====== MATERIAL TO PROCESS
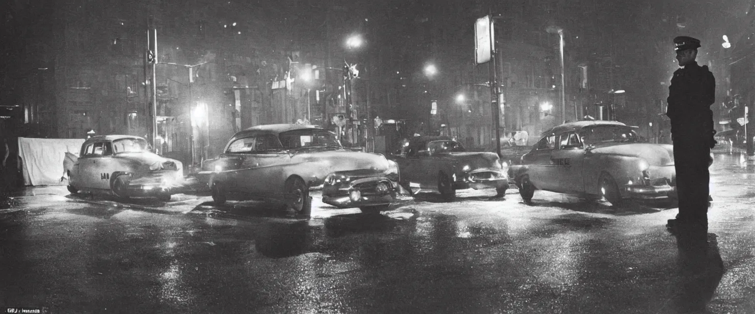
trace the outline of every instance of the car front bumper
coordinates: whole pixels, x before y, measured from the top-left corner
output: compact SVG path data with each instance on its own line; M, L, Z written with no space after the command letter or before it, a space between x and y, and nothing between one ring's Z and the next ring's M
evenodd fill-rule
M155 197L174 194L177 187L182 186L183 176L179 173L163 172L149 174L132 178L126 189L131 197Z
M665 178L644 179L643 182L626 184L624 189L629 198L639 200L663 200L675 197L676 187Z
M482 168L469 172L463 178L455 178L454 189L508 188L509 184L509 176L504 170L495 168Z
M356 178L322 185L322 203L340 208L388 205L396 201L399 184L385 177Z

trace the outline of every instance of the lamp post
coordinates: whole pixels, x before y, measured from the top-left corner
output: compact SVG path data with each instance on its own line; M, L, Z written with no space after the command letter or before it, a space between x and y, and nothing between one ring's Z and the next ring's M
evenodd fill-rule
M560 27L548 26L545 29L550 34L559 35L559 59L561 62L561 122L566 119L566 96L564 81L564 30Z
M202 65L203 65L205 63L208 63L208 62L209 62L209 61L205 61L203 62L197 63L197 64L195 64L193 66L187 65L187 64L178 64L178 63L174 63L174 62L156 62L156 64L168 64L168 65L171 65L171 66L183 66L183 67L186 68L186 69L189 69L189 116L190 116L189 117L190 117L190 124L191 126L190 132L189 132L189 133L190 133L190 136L189 136L189 150L191 151L191 167L192 167L191 170L192 171L193 171L194 163L196 162L196 160L195 159L195 157L194 157L195 151L196 151L196 149L194 148L194 146L195 146L195 144L194 144L194 125L195 125L195 122L196 122L195 121L196 117L195 117L195 113L194 113L193 108L192 108L192 104L194 102L194 98L193 98L193 96L192 95L192 86L193 85L193 83L194 83L194 68L196 68L197 66L202 66ZM199 115L198 117L201 117L201 115ZM155 130L155 130L155 134L156 134L156 134L157 134L157 122L156 122L157 121L157 117L155 117L155 121L156 121L155 122Z

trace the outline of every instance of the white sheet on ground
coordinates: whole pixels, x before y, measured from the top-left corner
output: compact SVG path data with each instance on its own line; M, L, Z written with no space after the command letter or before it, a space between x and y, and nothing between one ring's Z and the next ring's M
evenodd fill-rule
M65 173L66 153L79 155L83 139L18 138L18 154L21 157L24 185L65 185L60 181Z

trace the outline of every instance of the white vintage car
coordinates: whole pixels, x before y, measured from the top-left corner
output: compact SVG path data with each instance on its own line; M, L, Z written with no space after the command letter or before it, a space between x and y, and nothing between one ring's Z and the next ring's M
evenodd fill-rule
============
▶ GIVEN REQUEST:
Present the data above as a numbered list, one line per item, omitting blank lines and leaving out the pictures.

▶ RESULT FOR THIS TASK:
1. trace the outline of every instance of the car front bumper
2. coordinates: whole pixels, x before y, measured from the top-left corner
3. output: compact SVG path data with each instance on its own line; M, L, Z written with no space after the command letter or before it, a space between x and y, and nothing between one ring's Z and the next ring's M
4. evenodd fill-rule
5. M155 197L174 194L177 187L182 186L183 176L179 173L163 172L149 174L132 178L126 189L131 197Z
6. M665 178L644 179L643 182L626 184L624 189L629 198L639 200L663 200L675 197L676 187Z
7. M482 168L469 172L463 178L455 178L454 189L508 188L509 184L509 176L504 170L495 168Z
8. M356 178L322 185L322 203L340 208L388 205L396 201L399 184L385 177Z
9. trace the outline of every instance of the lamp post
10. coordinates: whole pixels, x before y, measured from the top-left corner
11. output: compact SVG path data with each instance on its own line; M, L, Z written with no space after the command letter or before it, a space between x and y, and nothing between one ring's Z and the next ring's M
12. evenodd fill-rule
13. M560 27L548 26L545 29L550 34L559 35L559 59L561 62L561 122L566 119L566 96L564 81L564 30Z
14. M202 65L203 65L205 63L208 63L208 62L209 62L209 61L205 61L203 62L197 63L197 64L195 64L193 66L187 65L187 64L178 64L178 63L174 63L174 62L156 62L156 64L168 64L168 65L171 65L171 66L183 66L183 67L186 68L186 69L189 69L189 116L190 116L189 117L190 117L190 124L191 126L190 132L189 132L189 133L190 133L190 136L189 136L189 150L191 151L191 167L192 167L191 170L192 171L193 171L194 163L196 162L196 160L195 159L195 157L194 157L195 151L196 151L196 149L194 148L194 146L195 146L195 144L194 144L194 125L195 125L195 122L196 122L195 121L196 117L195 117L195 113L194 113L193 108L192 108L192 104L194 102L194 98L193 98L193 96L192 95L192 86L193 85L193 83L194 83L194 68L196 68L197 66L202 66ZM199 115L198 117L201 117L201 115ZM155 130L155 130L155 134L156 134L156 134L157 134L157 122L156 122L157 121L157 117L155 117L155 121L156 121L155 122Z
15. trace the outline of every instance of the white sheet on ground
16. coordinates: whole pixels, x before y, measured from the top-left corner
17. output: compact SVG path data with each instance on its own line; M, L, Z written with no space after the command letter or before it, a space between x and y, and nothing between one ring's Z and the next ring's M
18. evenodd fill-rule
19. M65 173L66 153L79 155L83 139L18 138L18 154L21 157L24 185L65 185L60 181Z
20. trace the outline of every instance of the white vintage car
21. coordinates: whole pixels, x before y, measured from the top-left corner
22. output: compact SVG path data with each instance on its own line; M, L, Z written with no space after the command letter or before it, a space between x and y, and nothing between one ring's Z and the next ring's M
23. evenodd fill-rule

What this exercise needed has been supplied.